Some days back I attended a function, where Prof NK Ganguly, Former Director General (ICMR) also spoke.

He said something very interesting. He said that he tried to avoid chairing committee meetings as the head of the organization unless absolutely required to do so.

“I preferred constituting expert committees instead as I can’t be an expert in all fields.” The reasoning behind this approach is clear. If the head of the institution is chairing an expert committee meeting, all those attending the meeting hesitate to speak up and they tend to defer to the views of the institute head. “I want their views, not just my views,” he said.

It was a lesson for me. At IMA we have different committees, each with different assigned functions such as family welfare, medical education, medical ethics, anti-quackery, rural health and national plans, to name a few and each with a designated Chair.

As National President, I have been chairing many meetings and now I personally feel that this may not always be the right way to look for ways to solve a problem or any issue.

The more junior staff tend to defer to the Chair or more senior colleagues. The right way to do it is to involve experts. This is what we routinely follow in standing committees for finance and building.

(Referring expression grounding records)
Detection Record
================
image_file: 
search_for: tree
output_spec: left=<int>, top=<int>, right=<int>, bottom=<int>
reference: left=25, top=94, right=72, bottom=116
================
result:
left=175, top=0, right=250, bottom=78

** Assignment **
Retype the text on chairing committee meetings between "It was a lesson" and "a designated Chair.", inclusive. The records are separate material, apart from the text.

** Solution **
It was a lesson for me. At IMA we have different committees, each with different assigned functions such as family welfare, medical education, medical ethics, anti-quackery, rural health and national plans, to name a few and each with a designated Chair.